> **WORK INSTRUCTION A**: From the article on African universities, copy word for word the part that opens with the words containing "African governments have" and closes with "to international students.".
> **WORK INSTRUCTION B**: In the article on African universities, turn the paragraph beginning "The ethnicity challenge, said Obanya" into a short bulleted list that keeps its main facts.

AFRICA

Put the ‘universe’ back in university, counter ethnicity

African governments have been establishing ‘ethnic universities’ that have no capacity to recruit students nationally, let alone internationally. This means they have removed ‘universe’ from their universities, making it impossible for most African universities to appeal to international students.

This concern was raised by veteran Nigerian scholar Professor Pai Obanya, an emeritus professor at the University of Ibadan’s Institute of Education and retired director of the UNESCO regional office for Africa. He was a participant in a virtual conference held on 1-2 October of the International Education Association of South Africa and the African Network for Internationalization of Education titled “Innovation and resilience in higher education internationalisation in an era of COVID-19 and beyond.”

“It is a sad fact that universities are getting increasingly ethnicised not only by being staffed by people from the same country, but by people from a particular region in a country,” he lamented.

Towards internationalising higher education in Africa, Obanya called on African higher education planners to also stop thinking in terms of either being Anglophone or Francophone, but to start enabling universities on the continent to recruit students from different parts of the world.

The ethnicity challenge, said Obanya, was a far cry from the past when the continent had fewer universities serving whole regions. The regional institutions included Nigeria’s University of Ibadan in West Africa, University of Zimbabwe in Southern Africa, and Uganda’s Makerere University in East Africa. They attracted students and faculty from all countries in their regions, making them more international than many universities are today.

A mindset revolution needed

At the conference participants called for new approaches to internationalisation, which had been badly disrupted by COVID-19. However, they also observed that the pandemic brought new opportunities that could enhance growth.

> **DATASET EXCERPTS**:

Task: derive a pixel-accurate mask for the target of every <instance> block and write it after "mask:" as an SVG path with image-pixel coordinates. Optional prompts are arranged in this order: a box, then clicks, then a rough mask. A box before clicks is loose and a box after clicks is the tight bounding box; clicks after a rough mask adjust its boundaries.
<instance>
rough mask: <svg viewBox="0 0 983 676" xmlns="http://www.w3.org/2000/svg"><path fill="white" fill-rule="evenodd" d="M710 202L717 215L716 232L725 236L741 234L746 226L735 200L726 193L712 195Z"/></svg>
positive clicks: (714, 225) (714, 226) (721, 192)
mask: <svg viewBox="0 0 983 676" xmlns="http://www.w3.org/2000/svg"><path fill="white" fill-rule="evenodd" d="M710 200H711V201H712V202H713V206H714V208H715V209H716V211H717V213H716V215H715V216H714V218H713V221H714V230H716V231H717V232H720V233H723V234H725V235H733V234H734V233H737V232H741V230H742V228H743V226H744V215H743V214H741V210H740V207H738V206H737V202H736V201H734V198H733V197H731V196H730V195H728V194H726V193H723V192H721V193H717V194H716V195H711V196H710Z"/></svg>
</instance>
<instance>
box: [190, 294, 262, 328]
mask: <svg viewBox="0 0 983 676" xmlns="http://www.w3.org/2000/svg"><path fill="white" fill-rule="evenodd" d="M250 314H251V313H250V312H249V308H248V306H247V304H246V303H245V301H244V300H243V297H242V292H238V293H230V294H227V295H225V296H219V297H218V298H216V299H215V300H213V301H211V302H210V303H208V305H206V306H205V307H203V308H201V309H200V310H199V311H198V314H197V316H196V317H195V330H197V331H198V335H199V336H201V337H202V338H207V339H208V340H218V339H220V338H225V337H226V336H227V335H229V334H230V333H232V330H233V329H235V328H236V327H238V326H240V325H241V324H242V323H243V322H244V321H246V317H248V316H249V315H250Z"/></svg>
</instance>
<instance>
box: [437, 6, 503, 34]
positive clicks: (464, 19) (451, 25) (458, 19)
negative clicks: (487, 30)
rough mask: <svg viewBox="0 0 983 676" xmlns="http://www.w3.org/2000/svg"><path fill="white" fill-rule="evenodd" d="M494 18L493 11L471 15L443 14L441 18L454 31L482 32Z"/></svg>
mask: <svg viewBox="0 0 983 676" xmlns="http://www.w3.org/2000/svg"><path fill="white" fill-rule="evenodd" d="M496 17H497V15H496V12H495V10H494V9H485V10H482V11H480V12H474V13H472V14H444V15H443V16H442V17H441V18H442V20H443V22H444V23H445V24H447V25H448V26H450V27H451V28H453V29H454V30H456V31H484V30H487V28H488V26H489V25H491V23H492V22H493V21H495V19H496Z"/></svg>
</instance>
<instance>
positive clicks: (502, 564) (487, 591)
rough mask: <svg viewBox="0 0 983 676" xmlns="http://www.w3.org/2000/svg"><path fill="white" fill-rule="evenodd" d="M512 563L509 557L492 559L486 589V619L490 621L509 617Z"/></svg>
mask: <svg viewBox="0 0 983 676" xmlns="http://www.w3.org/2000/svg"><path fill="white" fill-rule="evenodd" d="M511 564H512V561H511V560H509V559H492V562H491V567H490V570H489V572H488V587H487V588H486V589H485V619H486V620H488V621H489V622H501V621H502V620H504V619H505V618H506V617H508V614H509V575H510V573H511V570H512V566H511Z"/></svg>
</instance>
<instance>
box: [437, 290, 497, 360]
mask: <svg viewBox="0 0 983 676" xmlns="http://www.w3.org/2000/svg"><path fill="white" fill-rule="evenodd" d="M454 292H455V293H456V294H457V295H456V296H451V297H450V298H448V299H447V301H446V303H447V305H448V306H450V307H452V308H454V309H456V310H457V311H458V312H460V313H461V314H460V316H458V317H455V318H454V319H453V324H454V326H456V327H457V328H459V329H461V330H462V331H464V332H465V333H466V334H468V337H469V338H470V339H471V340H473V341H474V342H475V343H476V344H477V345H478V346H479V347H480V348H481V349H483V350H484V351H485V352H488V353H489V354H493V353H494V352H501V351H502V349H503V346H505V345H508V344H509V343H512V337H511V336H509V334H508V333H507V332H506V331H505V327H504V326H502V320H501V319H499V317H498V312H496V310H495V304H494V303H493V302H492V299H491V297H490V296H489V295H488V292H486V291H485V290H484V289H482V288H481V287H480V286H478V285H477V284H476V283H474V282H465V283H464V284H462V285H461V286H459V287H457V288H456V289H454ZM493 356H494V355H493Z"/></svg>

> **RESULT A**:
African governments have been establishing ‘ethnic universities’ that have no capacity to recruit students nationally, let alone internationally. This means they have removed ‘universe’ from their universities, making it impossible for most African universities to appeal to international students.

> **RESULT B**:
- Obanya said the ethnicity challenge is very different from the past, when Africa had fewer universities serving whole regions.
- Those regional institutions included the University of Ibadan (Nigeria) in West Africa, the University of Zimbabwe in Southern Africa, and Makerere University (Uganda) in East Africa.
- They drew students and faculty from every country in their regions.
- This made them more international than many universities are today.